# Entries supplied start
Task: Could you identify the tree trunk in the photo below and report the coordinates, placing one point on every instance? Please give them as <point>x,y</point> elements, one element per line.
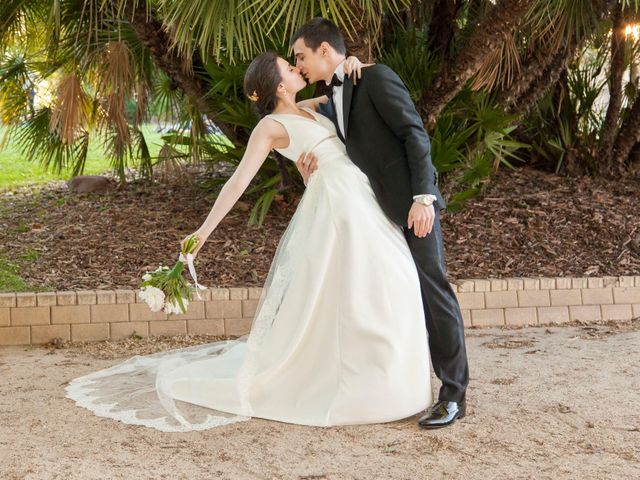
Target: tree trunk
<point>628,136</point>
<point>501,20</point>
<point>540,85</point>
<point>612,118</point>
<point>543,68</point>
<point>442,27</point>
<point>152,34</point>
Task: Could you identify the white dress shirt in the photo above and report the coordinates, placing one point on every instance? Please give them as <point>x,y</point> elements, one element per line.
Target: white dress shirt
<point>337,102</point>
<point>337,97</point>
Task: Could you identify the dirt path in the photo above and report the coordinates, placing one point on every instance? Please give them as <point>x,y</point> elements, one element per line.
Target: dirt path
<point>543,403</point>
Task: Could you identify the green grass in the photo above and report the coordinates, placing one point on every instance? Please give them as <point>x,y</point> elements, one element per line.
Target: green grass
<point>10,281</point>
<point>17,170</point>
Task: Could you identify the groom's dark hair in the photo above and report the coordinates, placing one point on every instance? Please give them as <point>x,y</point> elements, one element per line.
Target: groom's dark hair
# Entries supplied end
# Entries supplied start
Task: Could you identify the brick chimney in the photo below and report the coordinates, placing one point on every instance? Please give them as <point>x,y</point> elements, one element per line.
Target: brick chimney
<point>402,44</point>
# Entries supplied end
Exercise objective — Update everything from the line containing "Task: Could you identify the dirt" down to the line containing "Target: groom's dark hair" by changing "dirt path" to "gravel path", and return only those lines with nothing else altered.

Finished answer —
Task: Could you identify the gravel path in the photo above and report the coordinates, placing one point on every instance? Please give them as <point>x,y</point> elements, one element per line.
Target: gravel path
<point>543,403</point>
Task: Could you identify the green grass in the photo above and report the coordinates, placing one point on every instance? Please give them as <point>x,y</point> elements, one element per line.
Target: green grass
<point>10,281</point>
<point>17,170</point>
Task: Could you identify the groom's dark hair in the photo above and report the coordinates, placing one point on every instance? Please give them as <point>x,y</point> elements, one element per line.
Target: groom's dark hair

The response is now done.